[WHAT NEEDS TO BE DONE]
Please reproduce, word for word, every line of the listing from the line containing "Wildlife-tally tagging: find every instance of the snow bank" through the end of the listing, both ends included.

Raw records
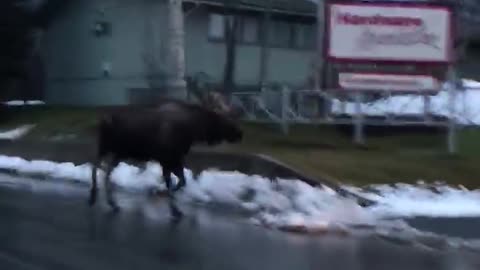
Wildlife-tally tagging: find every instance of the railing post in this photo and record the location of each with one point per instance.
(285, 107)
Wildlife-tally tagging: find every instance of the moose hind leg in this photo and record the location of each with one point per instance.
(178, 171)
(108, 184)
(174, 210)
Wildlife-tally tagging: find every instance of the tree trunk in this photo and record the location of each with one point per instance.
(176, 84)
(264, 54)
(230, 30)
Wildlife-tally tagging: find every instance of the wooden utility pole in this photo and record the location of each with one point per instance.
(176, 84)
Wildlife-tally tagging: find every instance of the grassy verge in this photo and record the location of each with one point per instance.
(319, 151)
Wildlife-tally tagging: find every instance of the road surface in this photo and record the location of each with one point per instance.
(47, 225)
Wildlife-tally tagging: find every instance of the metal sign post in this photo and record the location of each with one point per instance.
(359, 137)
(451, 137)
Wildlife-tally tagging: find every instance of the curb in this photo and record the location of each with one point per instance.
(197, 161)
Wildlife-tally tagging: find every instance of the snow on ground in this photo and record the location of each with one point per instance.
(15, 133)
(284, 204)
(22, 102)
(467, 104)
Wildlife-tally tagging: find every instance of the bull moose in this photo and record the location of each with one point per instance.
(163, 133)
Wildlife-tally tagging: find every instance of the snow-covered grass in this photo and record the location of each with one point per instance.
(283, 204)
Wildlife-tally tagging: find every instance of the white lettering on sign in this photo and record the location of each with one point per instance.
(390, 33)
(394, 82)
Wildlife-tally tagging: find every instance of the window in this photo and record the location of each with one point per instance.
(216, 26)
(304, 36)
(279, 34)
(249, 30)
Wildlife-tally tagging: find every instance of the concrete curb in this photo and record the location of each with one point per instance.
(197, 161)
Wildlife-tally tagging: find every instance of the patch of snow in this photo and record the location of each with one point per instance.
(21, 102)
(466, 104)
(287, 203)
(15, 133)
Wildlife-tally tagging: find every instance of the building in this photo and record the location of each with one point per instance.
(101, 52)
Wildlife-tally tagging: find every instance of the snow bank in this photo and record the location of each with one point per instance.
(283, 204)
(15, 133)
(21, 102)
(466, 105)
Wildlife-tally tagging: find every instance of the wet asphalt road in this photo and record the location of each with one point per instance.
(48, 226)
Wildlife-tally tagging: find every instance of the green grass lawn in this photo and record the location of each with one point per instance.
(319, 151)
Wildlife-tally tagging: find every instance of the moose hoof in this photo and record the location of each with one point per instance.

[SOLUTION TO THIS EXERCISE]
Wildlife-tally tagging: find every instance of the snow bank in this photo and record the location of each with one point per instance.
(283, 204)
(15, 133)
(21, 102)
(466, 105)
Wildlife-tally tagging: find every instance of the wet asphalt road in this photo and record the location of each with one point per instance.
(48, 226)
Wildlife-tally tagging: find every instance of the green grass lawn in this photo and record the location of each with one point per instance.
(319, 151)
Wildlife-tally tagging: find every instance of the moose hoof in this photo and record the location of each with one point per instance.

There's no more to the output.